Data shown:
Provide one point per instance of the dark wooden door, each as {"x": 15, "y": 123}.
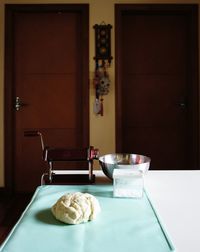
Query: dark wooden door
{"x": 157, "y": 84}
{"x": 50, "y": 56}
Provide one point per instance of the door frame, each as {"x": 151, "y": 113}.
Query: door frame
{"x": 9, "y": 86}
{"x": 191, "y": 10}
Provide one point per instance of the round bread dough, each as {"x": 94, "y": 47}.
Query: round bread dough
{"x": 75, "y": 208}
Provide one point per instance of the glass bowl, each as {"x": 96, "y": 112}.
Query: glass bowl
{"x": 113, "y": 161}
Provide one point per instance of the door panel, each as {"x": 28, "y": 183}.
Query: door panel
{"x": 51, "y": 80}
{"x": 154, "y": 87}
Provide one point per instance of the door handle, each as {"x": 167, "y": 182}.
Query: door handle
{"x": 18, "y": 103}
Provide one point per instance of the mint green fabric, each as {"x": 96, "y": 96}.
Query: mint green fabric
{"x": 124, "y": 225}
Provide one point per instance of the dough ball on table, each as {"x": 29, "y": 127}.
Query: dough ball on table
{"x": 75, "y": 208}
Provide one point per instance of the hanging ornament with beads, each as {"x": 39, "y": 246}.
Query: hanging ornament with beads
{"x": 102, "y": 62}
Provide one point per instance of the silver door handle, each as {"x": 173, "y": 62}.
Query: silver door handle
{"x": 18, "y": 103}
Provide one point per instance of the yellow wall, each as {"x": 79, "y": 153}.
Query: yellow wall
{"x": 102, "y": 129}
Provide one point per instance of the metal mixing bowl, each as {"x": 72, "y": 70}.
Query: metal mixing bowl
{"x": 110, "y": 162}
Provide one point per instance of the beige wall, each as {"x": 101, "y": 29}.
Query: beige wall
{"x": 102, "y": 129}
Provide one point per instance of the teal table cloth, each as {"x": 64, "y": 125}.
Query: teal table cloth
{"x": 124, "y": 225}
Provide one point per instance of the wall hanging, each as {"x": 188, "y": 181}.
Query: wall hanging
{"x": 102, "y": 63}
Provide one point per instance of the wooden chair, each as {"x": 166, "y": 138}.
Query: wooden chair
{"x": 81, "y": 172}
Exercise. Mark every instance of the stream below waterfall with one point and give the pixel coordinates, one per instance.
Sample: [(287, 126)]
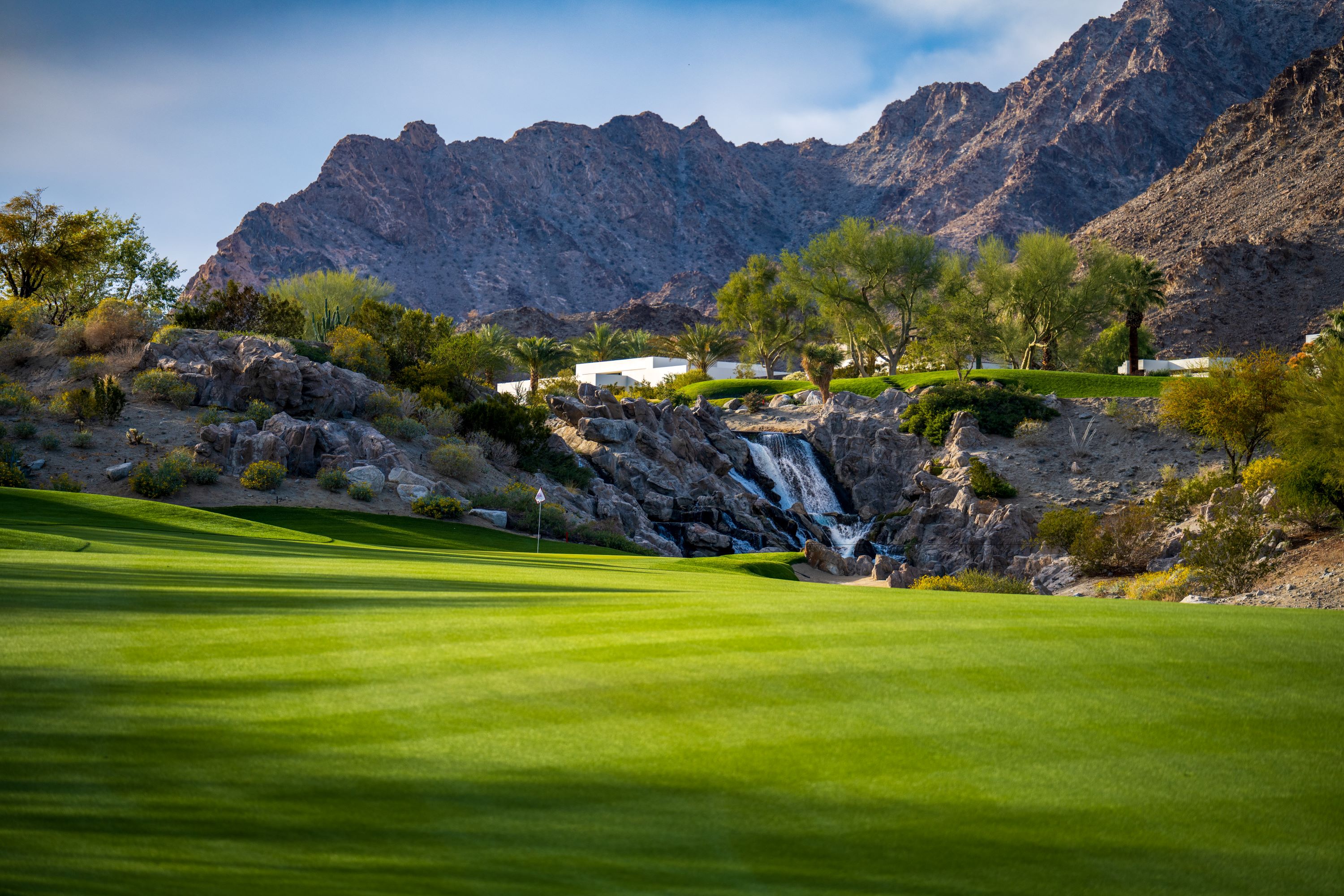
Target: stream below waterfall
[(792, 466)]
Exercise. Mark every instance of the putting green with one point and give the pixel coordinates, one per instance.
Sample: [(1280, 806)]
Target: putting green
[(215, 710)]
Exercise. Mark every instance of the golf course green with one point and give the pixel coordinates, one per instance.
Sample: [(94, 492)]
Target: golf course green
[(280, 700)]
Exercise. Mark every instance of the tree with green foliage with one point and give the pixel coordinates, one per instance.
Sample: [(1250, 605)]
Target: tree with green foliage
[(773, 314), (541, 357), (875, 279), (1234, 408), (820, 363), (241, 310), (1112, 347), (39, 244), (328, 297), (1136, 285), (604, 343), (701, 345)]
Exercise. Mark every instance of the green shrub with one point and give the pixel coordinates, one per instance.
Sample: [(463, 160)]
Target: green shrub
[(457, 460), (164, 386), (332, 478), (987, 484), (65, 482), (439, 507), (1120, 543), (998, 410), (381, 404), (258, 412), (263, 476), (151, 482), (88, 366), (109, 400), (974, 581), (1061, 527)]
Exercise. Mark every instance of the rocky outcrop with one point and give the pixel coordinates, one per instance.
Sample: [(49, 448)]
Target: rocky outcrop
[(568, 218), (1250, 228), (230, 371), (667, 472)]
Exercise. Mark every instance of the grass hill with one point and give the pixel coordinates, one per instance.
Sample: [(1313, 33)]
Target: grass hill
[(1062, 383), (308, 703)]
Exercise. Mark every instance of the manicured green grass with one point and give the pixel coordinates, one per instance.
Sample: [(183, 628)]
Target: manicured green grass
[(199, 711), (1062, 383)]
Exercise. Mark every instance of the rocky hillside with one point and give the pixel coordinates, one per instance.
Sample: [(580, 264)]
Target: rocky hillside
[(1252, 226), (569, 218)]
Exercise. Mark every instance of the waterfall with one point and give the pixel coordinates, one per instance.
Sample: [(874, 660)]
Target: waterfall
[(791, 464)]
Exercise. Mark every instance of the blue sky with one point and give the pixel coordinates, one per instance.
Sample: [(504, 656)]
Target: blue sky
[(193, 113)]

What you are asked to do: Copy out every line of the data where the word "Sample" occurs.

Task solution:
Sample: [(287, 126)]
Sample: [(1280, 806)]
Sample: [(94, 492)]
Sample: [(1250, 605)]
Sample: [(463, 160)]
Sample: [(49, 448)]
Sample: [(1313, 33)]
Sample: [(183, 628)]
Sample: [(580, 264)]
Sample: [(874, 660)]
Sample: [(504, 656)]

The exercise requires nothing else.